WORK INSTRUCTIONS ▸ Write out the part of the data that opens with the line containing "Locate the leather seat" and closes with the line containing "<point>188,35</point>", swapping "leather seat cushion" for "vinyl seat cushion" and keeping everything else unchanged.

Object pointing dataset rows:
★ ★ ★ ★ ★ ★ ★

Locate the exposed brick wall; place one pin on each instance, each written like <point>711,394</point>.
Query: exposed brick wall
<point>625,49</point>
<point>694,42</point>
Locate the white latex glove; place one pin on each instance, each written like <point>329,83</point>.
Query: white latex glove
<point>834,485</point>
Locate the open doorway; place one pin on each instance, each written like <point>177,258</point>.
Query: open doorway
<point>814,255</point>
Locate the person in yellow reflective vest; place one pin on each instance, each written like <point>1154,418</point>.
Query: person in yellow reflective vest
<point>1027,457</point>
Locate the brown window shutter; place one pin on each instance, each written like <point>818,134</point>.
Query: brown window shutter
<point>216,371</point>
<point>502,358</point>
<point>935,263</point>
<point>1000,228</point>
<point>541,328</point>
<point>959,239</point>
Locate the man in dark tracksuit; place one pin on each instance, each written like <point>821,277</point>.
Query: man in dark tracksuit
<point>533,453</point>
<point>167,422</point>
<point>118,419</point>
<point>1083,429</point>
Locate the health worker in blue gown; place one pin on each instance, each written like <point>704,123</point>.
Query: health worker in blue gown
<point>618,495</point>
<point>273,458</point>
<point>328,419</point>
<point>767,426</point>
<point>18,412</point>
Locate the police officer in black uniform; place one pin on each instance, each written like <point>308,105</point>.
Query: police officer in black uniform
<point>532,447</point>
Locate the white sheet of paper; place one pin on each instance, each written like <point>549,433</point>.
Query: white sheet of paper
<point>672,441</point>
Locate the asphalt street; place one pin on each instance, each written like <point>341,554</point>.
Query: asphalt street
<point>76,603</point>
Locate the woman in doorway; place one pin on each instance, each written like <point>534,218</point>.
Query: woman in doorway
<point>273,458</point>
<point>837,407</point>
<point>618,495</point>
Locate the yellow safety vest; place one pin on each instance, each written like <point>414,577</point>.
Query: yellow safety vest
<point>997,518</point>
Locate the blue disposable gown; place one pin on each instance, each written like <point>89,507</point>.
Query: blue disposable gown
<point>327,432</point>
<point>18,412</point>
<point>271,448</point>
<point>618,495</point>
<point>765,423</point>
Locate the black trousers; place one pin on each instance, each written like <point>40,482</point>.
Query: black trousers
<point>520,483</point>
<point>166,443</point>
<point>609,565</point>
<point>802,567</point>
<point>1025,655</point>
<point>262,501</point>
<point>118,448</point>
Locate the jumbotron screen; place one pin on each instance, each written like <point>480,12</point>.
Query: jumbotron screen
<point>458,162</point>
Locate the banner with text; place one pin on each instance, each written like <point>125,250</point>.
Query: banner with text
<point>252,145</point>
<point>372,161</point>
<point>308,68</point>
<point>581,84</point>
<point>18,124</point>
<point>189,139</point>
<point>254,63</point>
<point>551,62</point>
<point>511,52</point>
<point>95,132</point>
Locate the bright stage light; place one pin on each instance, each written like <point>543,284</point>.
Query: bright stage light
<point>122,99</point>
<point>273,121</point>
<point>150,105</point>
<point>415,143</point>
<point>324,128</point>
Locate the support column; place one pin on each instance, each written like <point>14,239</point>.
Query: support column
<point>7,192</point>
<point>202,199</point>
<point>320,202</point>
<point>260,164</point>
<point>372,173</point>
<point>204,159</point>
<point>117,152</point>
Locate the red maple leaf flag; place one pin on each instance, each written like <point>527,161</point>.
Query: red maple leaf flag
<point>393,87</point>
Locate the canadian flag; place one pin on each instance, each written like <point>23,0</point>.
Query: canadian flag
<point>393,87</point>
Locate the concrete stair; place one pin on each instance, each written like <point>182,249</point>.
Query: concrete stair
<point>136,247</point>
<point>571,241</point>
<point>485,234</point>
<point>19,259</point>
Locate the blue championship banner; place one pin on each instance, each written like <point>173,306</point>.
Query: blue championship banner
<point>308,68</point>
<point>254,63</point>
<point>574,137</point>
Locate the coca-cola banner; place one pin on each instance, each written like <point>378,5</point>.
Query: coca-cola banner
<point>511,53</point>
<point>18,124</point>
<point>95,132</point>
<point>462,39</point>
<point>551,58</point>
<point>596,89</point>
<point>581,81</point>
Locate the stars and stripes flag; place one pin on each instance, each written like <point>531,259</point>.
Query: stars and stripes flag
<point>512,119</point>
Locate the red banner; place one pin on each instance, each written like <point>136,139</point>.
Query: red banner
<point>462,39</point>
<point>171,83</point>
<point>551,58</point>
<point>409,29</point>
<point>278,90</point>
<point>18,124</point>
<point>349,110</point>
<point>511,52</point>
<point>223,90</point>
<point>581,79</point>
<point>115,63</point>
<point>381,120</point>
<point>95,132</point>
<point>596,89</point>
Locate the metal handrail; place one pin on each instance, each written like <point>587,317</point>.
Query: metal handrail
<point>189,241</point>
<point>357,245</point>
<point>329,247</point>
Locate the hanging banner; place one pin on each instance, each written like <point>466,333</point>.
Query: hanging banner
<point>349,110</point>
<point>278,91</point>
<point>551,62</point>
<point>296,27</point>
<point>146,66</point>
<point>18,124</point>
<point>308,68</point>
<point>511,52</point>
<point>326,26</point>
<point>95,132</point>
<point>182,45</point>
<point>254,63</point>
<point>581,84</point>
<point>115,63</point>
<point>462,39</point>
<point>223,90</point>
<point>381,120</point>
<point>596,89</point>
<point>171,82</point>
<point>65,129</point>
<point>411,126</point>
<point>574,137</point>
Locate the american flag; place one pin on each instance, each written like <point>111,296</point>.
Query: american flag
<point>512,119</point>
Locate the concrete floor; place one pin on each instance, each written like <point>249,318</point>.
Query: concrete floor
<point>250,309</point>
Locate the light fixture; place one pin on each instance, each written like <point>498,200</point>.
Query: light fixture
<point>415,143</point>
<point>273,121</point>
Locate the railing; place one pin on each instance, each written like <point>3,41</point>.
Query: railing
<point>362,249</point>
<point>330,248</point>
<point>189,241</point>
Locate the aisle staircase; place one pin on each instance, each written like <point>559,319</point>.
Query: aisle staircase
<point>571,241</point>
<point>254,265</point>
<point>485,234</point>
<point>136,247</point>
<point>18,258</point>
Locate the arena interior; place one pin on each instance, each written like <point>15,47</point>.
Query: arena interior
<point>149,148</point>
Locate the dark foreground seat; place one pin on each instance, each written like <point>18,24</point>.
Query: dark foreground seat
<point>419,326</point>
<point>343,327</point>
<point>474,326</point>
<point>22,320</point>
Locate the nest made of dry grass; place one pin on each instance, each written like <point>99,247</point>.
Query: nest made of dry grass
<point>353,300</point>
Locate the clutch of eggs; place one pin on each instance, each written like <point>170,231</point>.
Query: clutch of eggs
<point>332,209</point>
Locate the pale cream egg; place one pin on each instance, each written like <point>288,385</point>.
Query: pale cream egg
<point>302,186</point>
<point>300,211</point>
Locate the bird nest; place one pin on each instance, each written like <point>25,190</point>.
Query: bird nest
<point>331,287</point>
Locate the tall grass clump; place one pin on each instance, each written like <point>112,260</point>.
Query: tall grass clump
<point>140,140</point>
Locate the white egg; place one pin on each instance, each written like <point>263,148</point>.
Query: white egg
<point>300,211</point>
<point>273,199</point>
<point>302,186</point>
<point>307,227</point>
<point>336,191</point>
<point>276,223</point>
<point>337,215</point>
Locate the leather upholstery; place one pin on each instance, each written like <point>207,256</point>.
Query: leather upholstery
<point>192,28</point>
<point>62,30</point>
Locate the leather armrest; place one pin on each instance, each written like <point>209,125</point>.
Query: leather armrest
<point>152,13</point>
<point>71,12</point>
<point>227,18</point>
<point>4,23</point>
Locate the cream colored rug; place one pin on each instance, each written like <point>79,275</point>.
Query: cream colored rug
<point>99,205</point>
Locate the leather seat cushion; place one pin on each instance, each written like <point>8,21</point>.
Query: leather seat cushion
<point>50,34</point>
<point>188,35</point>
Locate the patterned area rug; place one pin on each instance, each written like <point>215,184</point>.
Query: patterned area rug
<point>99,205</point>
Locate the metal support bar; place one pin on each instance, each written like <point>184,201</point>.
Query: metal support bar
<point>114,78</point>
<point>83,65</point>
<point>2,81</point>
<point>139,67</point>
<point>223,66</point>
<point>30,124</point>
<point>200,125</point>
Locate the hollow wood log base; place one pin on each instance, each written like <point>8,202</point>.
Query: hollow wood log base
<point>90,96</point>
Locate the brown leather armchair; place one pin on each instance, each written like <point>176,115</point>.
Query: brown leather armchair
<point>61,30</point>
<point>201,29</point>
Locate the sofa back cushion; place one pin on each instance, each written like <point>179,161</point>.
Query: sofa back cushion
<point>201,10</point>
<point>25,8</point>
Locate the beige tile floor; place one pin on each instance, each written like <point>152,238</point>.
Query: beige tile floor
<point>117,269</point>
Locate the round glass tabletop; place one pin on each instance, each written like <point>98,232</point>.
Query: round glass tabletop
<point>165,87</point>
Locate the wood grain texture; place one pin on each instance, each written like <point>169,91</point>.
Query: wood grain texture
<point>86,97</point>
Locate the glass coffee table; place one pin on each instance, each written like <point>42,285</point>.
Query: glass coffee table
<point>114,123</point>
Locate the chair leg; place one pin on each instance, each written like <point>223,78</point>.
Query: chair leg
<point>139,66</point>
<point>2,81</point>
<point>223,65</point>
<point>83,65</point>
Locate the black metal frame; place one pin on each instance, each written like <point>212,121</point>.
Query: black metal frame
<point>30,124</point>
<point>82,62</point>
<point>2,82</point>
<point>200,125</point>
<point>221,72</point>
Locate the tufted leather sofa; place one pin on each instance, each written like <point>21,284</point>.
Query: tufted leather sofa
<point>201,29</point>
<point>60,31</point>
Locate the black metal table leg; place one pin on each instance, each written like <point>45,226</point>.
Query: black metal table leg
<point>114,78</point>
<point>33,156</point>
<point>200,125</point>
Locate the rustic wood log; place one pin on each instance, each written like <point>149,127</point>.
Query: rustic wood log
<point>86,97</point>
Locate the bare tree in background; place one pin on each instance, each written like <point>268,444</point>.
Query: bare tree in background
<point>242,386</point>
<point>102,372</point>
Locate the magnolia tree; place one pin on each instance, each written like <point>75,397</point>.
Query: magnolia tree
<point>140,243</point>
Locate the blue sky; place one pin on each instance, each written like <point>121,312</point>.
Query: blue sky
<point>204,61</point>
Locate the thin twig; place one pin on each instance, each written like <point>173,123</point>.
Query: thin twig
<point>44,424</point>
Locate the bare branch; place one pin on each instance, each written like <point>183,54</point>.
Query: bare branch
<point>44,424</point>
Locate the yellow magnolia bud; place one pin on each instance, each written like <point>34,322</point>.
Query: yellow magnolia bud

★ ★ ★ ★ ★ ★ ★

FINISHED TASK ▸
Locate the vinyl seat cushion; place one pin on each instance, each written like <point>8,21</point>.
Query: vinyl seat cushion
<point>50,34</point>
<point>188,35</point>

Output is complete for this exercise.